--- BEGIN Passage provided ---

Painting by Reuben Ward Binks.  

Most golden retriever people are of an agreeable sort.

Do not assume that I am.

I’m really a contrarian. It’s my default position.

I often called it my “Prussian personality.”

But there are many things that bother me.

One of these is the problem with the golden retriever.

Miley is currently grounded due to lameness. I think it’s in her hip, and although she’s a very athletic sort of dog, she has some issues with her conformation.

One is that is she is a larger dog than a golden retriever bitch should be. She weighs anywhere from 73 to 77 pounds, which is actually on the upper end of what a golden retriever dog should be.

She has quite a bit of bone, though not as much as other golden retrievers, and although her legs are relatively short compared to her body size, she normally can move really efficiently and quickly.

But this lameness in the hip really has me bothered. I wonder if she had a lighter frame and a smaller body, if she’d be having these problems.

--- END Passage provided ---
--- BEGIN Entries shown ---

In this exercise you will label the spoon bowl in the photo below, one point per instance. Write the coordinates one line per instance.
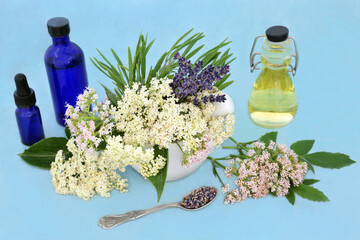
(195, 200)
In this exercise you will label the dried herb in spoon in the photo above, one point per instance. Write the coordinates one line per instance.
(199, 197)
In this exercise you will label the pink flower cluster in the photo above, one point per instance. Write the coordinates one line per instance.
(89, 128)
(200, 155)
(267, 169)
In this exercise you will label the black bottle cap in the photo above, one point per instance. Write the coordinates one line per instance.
(277, 33)
(58, 27)
(24, 96)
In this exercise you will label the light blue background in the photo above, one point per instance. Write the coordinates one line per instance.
(327, 84)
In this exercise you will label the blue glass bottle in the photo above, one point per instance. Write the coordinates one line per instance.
(27, 114)
(65, 67)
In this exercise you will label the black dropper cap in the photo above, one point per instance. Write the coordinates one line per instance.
(277, 33)
(24, 96)
(58, 27)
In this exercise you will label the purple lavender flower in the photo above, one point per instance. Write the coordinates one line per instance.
(189, 81)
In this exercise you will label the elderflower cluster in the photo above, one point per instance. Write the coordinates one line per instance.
(143, 117)
(85, 174)
(154, 116)
(89, 128)
(267, 169)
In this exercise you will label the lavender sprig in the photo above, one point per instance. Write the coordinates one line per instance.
(189, 81)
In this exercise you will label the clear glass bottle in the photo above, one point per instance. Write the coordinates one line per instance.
(273, 102)
(65, 67)
(27, 113)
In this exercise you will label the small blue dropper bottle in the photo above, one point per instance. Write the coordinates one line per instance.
(27, 114)
(65, 67)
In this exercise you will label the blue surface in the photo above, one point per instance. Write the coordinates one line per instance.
(327, 85)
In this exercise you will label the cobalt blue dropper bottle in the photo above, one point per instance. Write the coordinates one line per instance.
(65, 67)
(27, 113)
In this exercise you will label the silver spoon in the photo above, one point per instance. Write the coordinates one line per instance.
(110, 221)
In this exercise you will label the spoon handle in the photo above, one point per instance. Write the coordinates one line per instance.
(110, 221)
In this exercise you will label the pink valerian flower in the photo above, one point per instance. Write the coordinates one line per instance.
(270, 169)
(89, 128)
(206, 147)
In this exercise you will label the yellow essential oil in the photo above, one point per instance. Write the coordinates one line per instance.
(273, 102)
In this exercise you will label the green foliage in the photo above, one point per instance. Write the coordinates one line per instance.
(166, 66)
(310, 181)
(302, 147)
(310, 193)
(42, 153)
(329, 160)
(112, 96)
(159, 180)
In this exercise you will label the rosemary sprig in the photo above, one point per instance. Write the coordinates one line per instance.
(166, 66)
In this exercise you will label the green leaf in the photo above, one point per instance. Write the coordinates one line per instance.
(270, 136)
(67, 132)
(310, 193)
(302, 147)
(159, 180)
(310, 181)
(291, 197)
(329, 160)
(112, 96)
(42, 154)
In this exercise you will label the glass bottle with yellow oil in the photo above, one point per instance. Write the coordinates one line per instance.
(273, 102)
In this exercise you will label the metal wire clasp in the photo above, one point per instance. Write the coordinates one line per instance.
(252, 56)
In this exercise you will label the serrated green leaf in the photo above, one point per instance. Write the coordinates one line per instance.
(329, 160)
(291, 197)
(270, 136)
(42, 153)
(302, 147)
(159, 180)
(310, 181)
(310, 193)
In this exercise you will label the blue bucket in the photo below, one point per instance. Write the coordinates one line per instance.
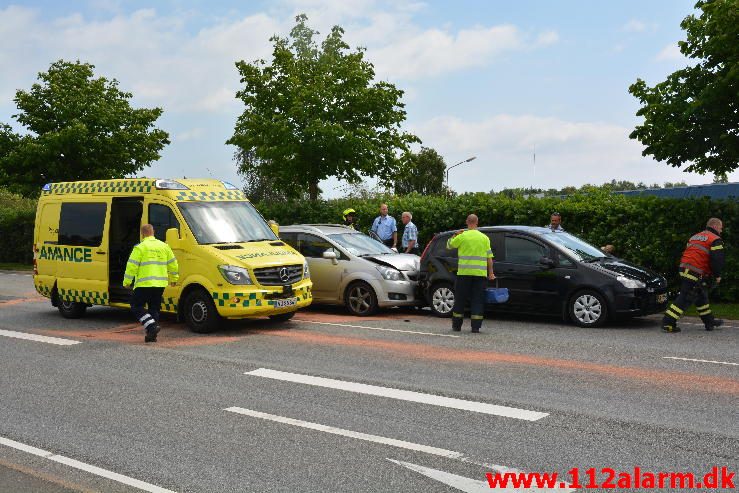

--- END Entries shown ---

▸ **To-do list**:
[1] Format the rows from the line containing "In this exercise you will label the serrated" through the end of the rows, both ends included, as a JSON list of strings with one string per line. Leave out blank lines and the pictures.
[2] Resume the piece about golden retrievers from where it stops.

▸ **Results for the exercise**:
[1]
[
  "In this exercise you will label the serrated green leaf in the photo above, one point per instance. Write the coordinates one line per instance.",
  "(329, 160)",
  "(291, 197)",
  "(270, 136)",
  "(42, 153)",
  "(302, 147)",
  "(159, 180)",
  "(310, 181)",
  "(310, 193)",
  "In this exercise you will label the blue bucket in the photo below, one point per instance. Write the coordinates one line per instance."
]

[2]
My old dog never had any lameness. She was built like a red rocket of a retriever. Soaking wet, she was 6o pounds of hard muscle,

She was of the old red retriever type that used to comprise the bulk of the golden retriever breed in the Midwest and much of the rest of the Flyover Country. She lived to the ripe old age 13, broke ice to swim in ice covered pond, and was the most annoying obsessive retriever that ever lived.

She was a good dog.

She is one of the muses of this blog.

I’d really like to have a dog like her again.

This old red dog haunts me, as do the photos and paintings of all the old red and dark golden retrievers of yore.

I still get nostalgic when I see the old Bush’s Baked Beans ad from 1996.

I get nostalgic when I see this photo of the first dual champion golden retriever in the United States, Dual Ch. Stilrovin Rip’s Pride:

Stilvron Rip's Pride

These dogs are not cute.

The are comparatively harder to live with that the laid-baid, “sooky” type of golden retriever.

They are also annoyingly intelligent dogs, the kind that can open doors and train people to do their bidding.

The golden retriever has become domesticated, suburban animal.

The old type of dog doesn’t fit in that world very well.

But it’s still a good dog.

There is a sadness in me that so few people will ever know that there are golden retrievers like these dogs

There is also a sadness in me that is nothing more than I miss the old dog.

I never get over the loss of dogs or people. Over time, I just sort of get accustomed to their absence.

But I never let it go.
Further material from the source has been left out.